● **ABOUT THIS TASK**:
Your answer should consist only of the lines from the line containing "Practice step: label each instance of the blue and" through the last line below, each repeated exactly.

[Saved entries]
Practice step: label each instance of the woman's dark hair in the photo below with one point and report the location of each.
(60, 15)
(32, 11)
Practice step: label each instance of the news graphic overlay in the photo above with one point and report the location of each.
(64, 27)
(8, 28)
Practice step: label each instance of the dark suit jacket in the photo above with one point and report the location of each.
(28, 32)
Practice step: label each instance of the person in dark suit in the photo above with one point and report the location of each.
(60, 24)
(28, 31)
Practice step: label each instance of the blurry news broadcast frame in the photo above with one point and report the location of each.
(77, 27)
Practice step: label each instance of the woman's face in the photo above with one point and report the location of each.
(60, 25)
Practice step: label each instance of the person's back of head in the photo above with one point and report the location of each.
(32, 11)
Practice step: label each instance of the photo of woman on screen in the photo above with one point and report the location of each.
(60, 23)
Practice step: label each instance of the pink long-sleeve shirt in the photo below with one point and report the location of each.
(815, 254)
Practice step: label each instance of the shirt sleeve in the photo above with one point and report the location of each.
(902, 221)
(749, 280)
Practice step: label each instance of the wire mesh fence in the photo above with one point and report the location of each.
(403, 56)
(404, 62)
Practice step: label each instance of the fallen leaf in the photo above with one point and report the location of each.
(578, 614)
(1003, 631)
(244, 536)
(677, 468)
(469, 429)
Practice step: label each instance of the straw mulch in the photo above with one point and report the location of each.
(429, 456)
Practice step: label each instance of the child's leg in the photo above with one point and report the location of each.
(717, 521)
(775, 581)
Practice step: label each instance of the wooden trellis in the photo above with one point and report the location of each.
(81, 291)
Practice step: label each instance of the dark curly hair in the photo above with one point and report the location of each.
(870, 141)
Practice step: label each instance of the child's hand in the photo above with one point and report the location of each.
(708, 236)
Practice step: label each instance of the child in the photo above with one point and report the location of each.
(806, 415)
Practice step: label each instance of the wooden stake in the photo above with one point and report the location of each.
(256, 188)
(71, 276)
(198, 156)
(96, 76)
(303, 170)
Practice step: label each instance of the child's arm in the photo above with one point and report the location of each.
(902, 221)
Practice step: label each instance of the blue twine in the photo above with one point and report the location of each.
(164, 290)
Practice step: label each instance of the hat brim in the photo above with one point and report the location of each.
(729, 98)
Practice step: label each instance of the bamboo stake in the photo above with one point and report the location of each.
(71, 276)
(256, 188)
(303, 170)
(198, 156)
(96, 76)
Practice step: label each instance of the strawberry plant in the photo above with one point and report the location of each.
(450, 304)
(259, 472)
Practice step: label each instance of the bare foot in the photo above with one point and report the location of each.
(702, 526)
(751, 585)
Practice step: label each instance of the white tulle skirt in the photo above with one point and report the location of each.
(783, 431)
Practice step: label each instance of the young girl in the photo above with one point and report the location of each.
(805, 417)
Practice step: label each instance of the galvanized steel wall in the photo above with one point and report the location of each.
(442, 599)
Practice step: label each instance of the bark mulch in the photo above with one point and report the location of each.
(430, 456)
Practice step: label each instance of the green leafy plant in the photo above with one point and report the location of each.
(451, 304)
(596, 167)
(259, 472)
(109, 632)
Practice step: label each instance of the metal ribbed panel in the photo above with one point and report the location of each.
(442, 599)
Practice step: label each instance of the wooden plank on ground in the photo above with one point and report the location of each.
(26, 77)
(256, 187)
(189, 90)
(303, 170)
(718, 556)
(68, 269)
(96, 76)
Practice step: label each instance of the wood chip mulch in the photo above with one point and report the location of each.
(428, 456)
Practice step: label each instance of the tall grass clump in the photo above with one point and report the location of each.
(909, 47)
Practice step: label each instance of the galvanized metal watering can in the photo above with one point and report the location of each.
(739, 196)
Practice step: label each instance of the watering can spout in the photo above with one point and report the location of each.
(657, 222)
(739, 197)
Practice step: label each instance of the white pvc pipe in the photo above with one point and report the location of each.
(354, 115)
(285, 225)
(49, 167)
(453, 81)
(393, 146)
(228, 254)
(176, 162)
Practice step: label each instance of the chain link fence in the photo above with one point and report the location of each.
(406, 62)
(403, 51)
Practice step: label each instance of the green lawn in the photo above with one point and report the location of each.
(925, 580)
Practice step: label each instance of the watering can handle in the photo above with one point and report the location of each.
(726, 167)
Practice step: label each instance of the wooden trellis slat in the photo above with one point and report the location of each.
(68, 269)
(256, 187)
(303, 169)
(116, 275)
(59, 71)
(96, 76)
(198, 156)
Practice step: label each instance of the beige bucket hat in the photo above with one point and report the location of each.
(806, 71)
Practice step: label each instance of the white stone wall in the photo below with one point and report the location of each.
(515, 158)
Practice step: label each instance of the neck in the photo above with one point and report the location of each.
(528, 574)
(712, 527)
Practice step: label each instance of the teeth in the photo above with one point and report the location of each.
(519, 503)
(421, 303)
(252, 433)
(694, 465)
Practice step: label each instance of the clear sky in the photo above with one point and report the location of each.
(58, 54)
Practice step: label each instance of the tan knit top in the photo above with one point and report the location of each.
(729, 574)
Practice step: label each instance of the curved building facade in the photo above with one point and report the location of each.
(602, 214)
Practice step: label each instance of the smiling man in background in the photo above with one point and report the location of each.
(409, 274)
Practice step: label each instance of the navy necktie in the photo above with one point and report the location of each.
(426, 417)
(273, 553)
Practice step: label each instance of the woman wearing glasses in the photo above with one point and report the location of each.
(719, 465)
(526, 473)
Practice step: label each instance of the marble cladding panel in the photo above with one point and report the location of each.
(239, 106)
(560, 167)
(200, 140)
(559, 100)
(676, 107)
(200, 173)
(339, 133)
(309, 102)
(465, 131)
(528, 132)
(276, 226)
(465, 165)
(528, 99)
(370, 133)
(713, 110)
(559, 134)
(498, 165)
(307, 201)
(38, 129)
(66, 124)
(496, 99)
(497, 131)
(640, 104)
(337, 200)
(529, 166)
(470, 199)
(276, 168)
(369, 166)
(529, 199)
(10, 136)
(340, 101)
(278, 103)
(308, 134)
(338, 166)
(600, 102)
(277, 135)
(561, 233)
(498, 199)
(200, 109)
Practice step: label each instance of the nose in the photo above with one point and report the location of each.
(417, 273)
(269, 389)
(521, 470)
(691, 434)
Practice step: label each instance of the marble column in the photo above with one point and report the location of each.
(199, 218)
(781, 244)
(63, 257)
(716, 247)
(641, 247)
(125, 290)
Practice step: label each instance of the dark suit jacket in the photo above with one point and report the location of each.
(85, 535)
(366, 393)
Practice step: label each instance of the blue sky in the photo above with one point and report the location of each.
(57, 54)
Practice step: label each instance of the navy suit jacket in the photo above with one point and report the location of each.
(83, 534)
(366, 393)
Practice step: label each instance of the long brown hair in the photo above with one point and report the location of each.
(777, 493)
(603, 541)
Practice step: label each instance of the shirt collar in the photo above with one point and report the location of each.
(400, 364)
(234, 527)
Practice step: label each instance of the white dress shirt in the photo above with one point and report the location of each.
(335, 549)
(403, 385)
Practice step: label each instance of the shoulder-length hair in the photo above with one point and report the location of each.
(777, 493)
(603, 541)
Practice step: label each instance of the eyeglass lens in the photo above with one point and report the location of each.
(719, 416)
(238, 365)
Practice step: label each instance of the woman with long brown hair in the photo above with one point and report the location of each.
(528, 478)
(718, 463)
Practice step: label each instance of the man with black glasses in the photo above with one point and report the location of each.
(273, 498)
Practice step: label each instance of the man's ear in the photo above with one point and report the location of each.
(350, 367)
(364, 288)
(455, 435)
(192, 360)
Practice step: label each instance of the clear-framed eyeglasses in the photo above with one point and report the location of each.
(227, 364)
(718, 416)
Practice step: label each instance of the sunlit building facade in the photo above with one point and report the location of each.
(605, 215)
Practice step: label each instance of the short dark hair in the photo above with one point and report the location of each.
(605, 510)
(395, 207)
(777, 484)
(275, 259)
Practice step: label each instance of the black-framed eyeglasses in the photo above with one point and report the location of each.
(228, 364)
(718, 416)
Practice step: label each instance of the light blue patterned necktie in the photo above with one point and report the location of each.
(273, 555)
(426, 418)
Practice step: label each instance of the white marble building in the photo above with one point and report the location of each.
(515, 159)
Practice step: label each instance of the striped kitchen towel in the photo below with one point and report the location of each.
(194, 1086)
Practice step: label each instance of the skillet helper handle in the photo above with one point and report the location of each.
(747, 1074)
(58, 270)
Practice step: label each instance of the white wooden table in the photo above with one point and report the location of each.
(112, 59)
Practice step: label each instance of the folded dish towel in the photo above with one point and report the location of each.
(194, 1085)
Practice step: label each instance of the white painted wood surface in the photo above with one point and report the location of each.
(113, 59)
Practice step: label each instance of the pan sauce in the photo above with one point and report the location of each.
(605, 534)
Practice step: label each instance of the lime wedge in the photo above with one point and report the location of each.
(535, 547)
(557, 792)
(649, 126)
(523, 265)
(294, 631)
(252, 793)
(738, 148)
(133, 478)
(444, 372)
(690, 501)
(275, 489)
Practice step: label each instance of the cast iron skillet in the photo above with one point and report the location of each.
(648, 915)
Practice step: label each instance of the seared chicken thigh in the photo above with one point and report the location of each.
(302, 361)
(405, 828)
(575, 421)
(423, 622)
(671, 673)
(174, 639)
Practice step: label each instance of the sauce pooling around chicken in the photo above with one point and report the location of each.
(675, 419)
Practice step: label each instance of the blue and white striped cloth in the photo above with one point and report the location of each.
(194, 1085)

● **RESULT OF THE EXERCISE**:
Practice step: label each instance of the blue and white striped cloth in the photo above with one point and report the location of each.
(194, 1085)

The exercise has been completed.